(Entries)
— begin —

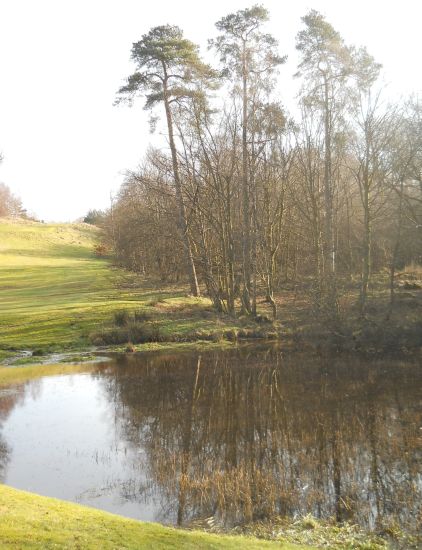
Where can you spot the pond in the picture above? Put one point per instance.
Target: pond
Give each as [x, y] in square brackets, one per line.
[238, 435]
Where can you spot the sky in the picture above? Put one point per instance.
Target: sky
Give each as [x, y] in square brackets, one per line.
[66, 147]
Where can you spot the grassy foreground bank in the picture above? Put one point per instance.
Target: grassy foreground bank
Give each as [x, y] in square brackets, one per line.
[30, 521]
[55, 293]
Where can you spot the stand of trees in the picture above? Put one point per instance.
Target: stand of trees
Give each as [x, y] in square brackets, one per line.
[250, 198]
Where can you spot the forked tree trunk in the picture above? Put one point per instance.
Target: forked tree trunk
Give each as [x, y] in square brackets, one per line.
[193, 279]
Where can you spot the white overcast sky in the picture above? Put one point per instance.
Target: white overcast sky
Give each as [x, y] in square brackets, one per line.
[65, 145]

— end —

(The exercise) Could you rewrite the data from the line with "Where can you spot the forked" through the end, swapping "overcast" for "cloudy" and leaving everything else unchanged?

(Answer below)
Where can you spot the forked tree trunk in the picture above? Put one point per instance.
Target: forked tree trunk
Give each as [x, y] in square brackets, one per line.
[193, 279]
Where can you spot the white cloudy sky in the picture above? Put one point per instance.
Target: white cloudy sky
Give each as [x, y] in square brackets, one per line.
[65, 145]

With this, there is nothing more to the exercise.